Location annotation dataset excerpts

►

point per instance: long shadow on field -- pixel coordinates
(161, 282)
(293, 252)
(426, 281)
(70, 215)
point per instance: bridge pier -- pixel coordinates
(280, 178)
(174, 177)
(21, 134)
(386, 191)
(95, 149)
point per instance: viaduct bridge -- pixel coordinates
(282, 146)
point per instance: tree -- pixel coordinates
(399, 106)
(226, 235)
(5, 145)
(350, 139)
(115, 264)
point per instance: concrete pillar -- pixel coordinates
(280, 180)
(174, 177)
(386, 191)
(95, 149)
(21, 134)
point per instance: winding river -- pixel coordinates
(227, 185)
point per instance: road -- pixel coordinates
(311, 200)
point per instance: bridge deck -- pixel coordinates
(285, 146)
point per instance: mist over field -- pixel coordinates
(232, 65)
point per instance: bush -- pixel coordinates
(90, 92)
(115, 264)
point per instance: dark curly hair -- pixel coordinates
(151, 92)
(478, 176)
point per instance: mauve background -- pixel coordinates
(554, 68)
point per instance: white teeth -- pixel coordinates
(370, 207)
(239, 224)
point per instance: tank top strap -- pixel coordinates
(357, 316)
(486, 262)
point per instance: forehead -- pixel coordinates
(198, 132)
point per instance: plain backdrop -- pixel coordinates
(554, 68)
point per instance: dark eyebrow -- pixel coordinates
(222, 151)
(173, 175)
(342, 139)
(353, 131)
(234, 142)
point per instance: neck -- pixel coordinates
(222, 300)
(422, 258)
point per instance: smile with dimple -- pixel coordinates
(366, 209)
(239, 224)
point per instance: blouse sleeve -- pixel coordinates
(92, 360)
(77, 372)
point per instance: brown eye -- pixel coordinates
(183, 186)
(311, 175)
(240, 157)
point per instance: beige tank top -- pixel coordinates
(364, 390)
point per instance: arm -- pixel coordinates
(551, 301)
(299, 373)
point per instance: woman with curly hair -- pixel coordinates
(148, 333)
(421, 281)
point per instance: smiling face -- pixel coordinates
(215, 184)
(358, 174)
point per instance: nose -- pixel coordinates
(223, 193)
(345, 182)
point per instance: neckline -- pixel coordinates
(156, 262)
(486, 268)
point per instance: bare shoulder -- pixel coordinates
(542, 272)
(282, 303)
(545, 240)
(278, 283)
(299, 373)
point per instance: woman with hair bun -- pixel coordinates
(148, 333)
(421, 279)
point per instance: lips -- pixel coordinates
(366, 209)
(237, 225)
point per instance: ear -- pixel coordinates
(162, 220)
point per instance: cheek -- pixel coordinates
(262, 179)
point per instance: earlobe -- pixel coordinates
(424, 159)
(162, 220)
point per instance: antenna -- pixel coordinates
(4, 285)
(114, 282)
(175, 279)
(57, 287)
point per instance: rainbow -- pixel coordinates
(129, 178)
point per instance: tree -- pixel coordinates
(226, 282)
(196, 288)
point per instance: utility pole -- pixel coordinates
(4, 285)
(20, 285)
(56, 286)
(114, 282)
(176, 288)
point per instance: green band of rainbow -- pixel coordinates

◄

## TASK OBJECTIVE
Print all of the records above again, word for word and without any changes.

## WRITTEN RESPONSE
point per instance: long shadow on field -- pixel coordinates
(161, 282)
(293, 252)
(426, 281)
(70, 215)
point per instance: bridge pier -- pixel coordinates
(280, 178)
(174, 177)
(21, 134)
(386, 191)
(95, 149)
point per instance: viaduct bridge -- pixel coordinates
(282, 146)
point per instance: tree -- pixel coordinates
(399, 106)
(226, 235)
(5, 145)
(350, 139)
(115, 264)
point per instance: concrete pillar -- pixel coordinates
(280, 180)
(174, 177)
(386, 191)
(95, 149)
(21, 134)
point per instance: winding river -- pixel coordinates
(227, 185)
point per instance: road -- pixel coordinates
(311, 200)
point per instance: bridge deck -- pixel coordinates
(285, 146)
point per instance: mist over field -- pixel coordinates
(232, 65)
point per instance: bush -- pixel coordinates
(90, 92)
(115, 264)
point per instance: dark curly hair -- pixel coordinates
(151, 92)
(478, 176)
point per instance: mauve background -- pixel coordinates
(554, 68)
point per instance: white teeth -- pixel coordinates
(370, 207)
(239, 224)
point per instance: tank top strap -- pixel coordinates
(357, 316)
(486, 262)
point per instance: forehead -- pixel coordinates
(198, 132)
point per instance: plain backdrop -- pixel coordinates
(554, 68)
point per instance: dark eyebrow -- pixel coordinates
(222, 151)
(173, 175)
(342, 139)
(353, 131)
(234, 142)
point per instance: neck -- pixel coordinates
(222, 300)
(422, 258)
point per instance: smile with dimple -- pixel coordinates
(366, 209)
(239, 224)
point per instance: blouse sleeve -- pixel coordinates
(92, 360)
(77, 372)
point per instance: brown eye -- pixel coordinates
(183, 186)
(311, 175)
(240, 157)
point per instance: beige tank top -- pixel coordinates
(364, 390)
point per instance: arm -- pixel coordinates
(551, 301)
(299, 373)
point per instance: woman with curly hair -- pixel coordinates
(148, 333)
(421, 281)
point per instance: smiling face -- pixel coordinates
(215, 184)
(358, 174)
point per instance: nose -- pixel coordinates
(223, 193)
(345, 182)
point per instance: neckline -- pixel coordinates
(156, 262)
(486, 268)
point per instance: bare shoulder -- pixel coordinates
(542, 272)
(282, 303)
(545, 240)
(278, 283)
(299, 373)
point per instance: woman with hair bun -- pixel coordinates
(148, 333)
(421, 279)
point per instance: lips -- pixel coordinates
(366, 209)
(237, 225)
point per instance: ear -- pixel coordinates
(162, 220)
point per instance: cheek -- pixel coordinates
(262, 179)
point per instance: earlobe -- pixel coordinates
(424, 159)
(162, 220)
point per instance: antenna -- pixel coordinates
(4, 285)
(114, 282)
(175, 279)
(57, 287)
point per instance: rainbow -- pixel coordinates
(129, 178)
point per instance: tree -- pixel coordinates
(226, 282)
(196, 288)
point per instance: utility pole -- pixel coordinates
(4, 285)
(20, 285)
(56, 286)
(114, 282)
(176, 288)
point per instance: green band of rainbow -- pixel coordinates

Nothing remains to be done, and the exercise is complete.